# pic of my 200sx



## NismoB14 (Nov 1, 2002)

my 95 200sx se

this is kind of shitty pic but it portrays a little something.


----------



## stealthb14 (Apr 30, 2002)

Nice ride 

Moved to Members Rides Forum.


----------



## Zexel (May 15, 2002)

Nice car. Do you have anymore pics to show?


----------



## 1CLNB14 (Apr 30, 2002)

Yo man,
It was nice meeting you at the Pizza Meet last month.


----------



## NismoB14 (Nov 1, 2002)

i dont have any good pics lately cuz my digital camera is broken ass but i'll try to get some. when are those damn carbon hoods gunna be out that you were talkin about StealthB14? anyway latee dudes


----------



## Sentrixx (Apr 30, 2002)

what front end is that? And what did it cost you/ where?


----------



## NismoB14 (Nov 1, 2002)
◆ ◆ ◆ ◆ ◆
> Task description: Please write out the 200sx forum thread above in full, word for word, keeping every line.

> Material supplied:
◆ ◆ ◆ ◆ ◆
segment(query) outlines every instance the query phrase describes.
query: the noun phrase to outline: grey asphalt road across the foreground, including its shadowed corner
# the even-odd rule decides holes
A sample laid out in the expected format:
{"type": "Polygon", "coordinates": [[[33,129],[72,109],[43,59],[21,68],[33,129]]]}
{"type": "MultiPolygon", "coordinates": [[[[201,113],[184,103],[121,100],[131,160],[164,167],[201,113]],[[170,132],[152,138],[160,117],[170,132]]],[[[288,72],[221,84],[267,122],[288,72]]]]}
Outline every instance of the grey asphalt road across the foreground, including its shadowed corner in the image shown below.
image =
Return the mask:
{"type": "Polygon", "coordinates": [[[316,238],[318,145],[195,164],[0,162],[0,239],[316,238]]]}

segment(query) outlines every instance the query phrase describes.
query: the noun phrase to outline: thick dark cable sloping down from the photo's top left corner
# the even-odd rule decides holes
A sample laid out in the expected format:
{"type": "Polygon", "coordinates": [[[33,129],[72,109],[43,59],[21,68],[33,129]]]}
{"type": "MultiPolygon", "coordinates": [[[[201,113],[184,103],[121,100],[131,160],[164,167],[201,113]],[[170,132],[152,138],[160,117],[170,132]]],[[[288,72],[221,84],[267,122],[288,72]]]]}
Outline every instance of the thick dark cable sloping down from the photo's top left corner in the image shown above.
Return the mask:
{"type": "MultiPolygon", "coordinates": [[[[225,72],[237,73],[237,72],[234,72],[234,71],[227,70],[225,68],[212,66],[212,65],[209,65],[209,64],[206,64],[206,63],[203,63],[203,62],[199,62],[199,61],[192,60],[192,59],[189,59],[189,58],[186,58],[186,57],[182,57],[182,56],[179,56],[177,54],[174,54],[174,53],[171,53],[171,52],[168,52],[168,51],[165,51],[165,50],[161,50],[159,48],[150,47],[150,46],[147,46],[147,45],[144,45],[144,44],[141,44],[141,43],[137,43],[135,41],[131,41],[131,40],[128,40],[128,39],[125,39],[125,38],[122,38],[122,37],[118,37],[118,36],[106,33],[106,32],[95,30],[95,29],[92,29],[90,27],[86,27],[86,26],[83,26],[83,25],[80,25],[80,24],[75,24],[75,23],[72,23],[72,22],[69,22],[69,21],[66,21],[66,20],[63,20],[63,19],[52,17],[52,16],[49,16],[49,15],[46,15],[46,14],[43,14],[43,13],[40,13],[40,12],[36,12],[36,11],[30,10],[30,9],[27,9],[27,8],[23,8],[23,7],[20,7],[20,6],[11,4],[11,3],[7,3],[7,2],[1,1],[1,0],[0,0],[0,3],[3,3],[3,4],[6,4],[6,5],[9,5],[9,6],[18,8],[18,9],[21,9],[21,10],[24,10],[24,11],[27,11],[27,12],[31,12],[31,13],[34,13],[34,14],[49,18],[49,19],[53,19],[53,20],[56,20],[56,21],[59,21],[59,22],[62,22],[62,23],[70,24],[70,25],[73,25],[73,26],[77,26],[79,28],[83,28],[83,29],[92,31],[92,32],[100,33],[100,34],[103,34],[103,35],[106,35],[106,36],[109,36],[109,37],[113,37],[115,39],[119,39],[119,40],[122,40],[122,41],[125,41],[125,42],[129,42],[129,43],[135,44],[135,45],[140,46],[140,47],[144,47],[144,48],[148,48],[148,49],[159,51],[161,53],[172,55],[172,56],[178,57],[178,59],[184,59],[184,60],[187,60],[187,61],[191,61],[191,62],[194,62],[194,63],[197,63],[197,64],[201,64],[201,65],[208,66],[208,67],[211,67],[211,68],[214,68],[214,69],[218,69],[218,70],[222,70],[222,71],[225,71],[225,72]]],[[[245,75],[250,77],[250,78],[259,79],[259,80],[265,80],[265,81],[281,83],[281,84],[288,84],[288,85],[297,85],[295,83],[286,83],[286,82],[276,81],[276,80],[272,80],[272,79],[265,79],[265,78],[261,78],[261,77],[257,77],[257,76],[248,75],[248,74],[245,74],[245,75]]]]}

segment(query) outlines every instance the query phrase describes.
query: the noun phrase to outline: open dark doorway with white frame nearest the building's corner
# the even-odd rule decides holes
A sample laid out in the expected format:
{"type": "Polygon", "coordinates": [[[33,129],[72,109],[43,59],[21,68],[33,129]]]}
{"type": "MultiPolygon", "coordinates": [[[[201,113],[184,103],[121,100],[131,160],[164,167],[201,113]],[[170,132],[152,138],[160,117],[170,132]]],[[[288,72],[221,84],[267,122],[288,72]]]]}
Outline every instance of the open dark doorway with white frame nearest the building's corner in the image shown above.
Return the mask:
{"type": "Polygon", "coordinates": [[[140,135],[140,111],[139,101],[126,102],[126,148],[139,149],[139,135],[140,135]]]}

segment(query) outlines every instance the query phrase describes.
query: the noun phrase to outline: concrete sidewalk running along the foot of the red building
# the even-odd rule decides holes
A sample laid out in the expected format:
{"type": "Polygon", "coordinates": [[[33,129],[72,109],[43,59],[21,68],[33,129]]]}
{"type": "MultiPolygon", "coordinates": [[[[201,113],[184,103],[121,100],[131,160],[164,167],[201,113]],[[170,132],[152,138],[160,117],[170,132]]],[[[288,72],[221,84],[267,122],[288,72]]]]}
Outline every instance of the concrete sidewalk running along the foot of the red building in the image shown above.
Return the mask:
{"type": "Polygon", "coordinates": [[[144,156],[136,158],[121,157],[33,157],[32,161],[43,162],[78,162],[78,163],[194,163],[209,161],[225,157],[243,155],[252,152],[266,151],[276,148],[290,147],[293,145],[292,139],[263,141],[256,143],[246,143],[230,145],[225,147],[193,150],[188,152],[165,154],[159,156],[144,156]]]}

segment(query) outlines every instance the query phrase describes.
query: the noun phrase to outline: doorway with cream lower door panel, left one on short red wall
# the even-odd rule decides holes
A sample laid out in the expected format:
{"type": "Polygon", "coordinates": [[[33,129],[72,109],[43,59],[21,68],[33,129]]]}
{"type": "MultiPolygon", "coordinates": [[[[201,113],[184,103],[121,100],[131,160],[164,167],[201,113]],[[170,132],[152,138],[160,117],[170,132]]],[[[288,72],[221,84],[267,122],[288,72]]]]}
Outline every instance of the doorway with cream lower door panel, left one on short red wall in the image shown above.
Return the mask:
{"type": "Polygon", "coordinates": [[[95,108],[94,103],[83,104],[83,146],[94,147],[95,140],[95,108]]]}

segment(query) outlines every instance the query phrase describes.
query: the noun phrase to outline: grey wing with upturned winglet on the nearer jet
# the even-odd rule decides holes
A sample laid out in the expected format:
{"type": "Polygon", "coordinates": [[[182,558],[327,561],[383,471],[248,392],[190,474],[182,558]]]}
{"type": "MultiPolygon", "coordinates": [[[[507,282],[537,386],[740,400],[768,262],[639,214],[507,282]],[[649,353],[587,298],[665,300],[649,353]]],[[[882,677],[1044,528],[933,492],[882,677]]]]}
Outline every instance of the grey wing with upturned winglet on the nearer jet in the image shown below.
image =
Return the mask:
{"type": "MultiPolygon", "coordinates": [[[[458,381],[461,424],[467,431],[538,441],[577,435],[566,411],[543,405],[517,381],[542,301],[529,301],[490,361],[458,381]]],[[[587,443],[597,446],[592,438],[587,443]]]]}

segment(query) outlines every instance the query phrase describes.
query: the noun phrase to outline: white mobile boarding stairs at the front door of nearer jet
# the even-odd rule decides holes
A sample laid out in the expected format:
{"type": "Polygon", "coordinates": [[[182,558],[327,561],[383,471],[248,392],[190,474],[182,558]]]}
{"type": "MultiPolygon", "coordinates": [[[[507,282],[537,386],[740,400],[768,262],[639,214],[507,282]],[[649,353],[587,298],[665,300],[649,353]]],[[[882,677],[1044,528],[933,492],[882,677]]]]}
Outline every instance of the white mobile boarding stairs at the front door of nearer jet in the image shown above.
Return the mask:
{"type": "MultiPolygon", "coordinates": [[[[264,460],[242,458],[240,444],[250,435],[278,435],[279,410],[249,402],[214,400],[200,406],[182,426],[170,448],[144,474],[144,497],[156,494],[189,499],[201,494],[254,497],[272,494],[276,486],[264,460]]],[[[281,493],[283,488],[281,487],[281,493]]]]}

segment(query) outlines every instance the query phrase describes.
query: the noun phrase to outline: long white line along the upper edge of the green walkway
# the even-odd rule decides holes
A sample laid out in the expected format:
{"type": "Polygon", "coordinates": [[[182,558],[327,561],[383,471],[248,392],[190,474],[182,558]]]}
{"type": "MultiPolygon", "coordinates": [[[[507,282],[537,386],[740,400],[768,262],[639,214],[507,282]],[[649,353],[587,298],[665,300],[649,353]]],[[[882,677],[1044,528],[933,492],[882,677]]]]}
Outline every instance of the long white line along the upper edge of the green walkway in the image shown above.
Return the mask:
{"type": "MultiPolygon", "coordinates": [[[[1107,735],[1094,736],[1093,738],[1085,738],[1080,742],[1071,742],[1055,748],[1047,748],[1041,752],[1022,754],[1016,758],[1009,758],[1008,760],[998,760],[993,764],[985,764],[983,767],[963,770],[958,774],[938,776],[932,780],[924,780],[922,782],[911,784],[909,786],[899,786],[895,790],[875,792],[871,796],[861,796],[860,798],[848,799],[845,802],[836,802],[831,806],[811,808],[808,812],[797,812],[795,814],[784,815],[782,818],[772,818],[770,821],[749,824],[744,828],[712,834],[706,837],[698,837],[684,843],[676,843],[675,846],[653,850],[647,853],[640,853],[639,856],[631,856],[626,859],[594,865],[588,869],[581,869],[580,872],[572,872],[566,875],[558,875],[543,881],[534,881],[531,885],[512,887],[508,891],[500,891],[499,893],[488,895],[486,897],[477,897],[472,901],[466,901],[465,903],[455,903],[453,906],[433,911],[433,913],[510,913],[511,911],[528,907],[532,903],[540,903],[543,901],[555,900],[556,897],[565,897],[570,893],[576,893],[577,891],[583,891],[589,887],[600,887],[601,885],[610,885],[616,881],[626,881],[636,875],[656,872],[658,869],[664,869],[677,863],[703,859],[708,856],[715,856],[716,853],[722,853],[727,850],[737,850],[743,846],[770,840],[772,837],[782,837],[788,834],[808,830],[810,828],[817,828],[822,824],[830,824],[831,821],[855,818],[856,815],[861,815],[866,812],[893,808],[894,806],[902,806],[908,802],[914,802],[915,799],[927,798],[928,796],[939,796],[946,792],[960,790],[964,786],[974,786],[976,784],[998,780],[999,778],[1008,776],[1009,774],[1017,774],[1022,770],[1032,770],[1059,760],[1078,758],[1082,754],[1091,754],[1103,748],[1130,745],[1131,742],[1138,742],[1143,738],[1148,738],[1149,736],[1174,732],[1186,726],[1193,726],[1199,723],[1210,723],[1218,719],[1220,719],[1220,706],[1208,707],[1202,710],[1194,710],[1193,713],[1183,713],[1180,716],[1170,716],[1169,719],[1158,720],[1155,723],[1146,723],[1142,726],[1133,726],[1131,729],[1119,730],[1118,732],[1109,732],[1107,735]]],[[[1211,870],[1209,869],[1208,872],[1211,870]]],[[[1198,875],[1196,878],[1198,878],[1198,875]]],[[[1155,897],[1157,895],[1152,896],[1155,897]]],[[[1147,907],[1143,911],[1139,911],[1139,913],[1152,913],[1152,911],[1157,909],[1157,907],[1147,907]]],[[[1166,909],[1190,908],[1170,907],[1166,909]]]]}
◆ ◆ ◆ ◆ ◆
> Output for this exercise:
# pic of my 200sx



## NismoB14 (Nov 1, 2002)

my 95 200sx se

this is kind of shitty pic but it portrays a little something.


----------



## stealthb14 (Apr 30, 2002)

Nice ride 

Moved to Members Rides Forum.


----------



## Zexel (May 15, 2002)

Nice car. Do you have anymore pics to show?


----------



## 1CLNB14 (Apr 30, 2002)

Yo man,
It was nice meeting you at the Pizza Meet last month.


----------



## NismoB14 (Nov 1, 2002)

i dont have any good pics lately cuz my digital camera is broken ass but i'll try to get some. when are those damn carbon hoods gunna be out that you were talkin about StealthB14? anyway latee dudes


----------



## Sentrixx (Apr 30, 2002)

what front end is that? And what did it cost you/ where?


----------



## NismoB14 (Nov 1, 2002)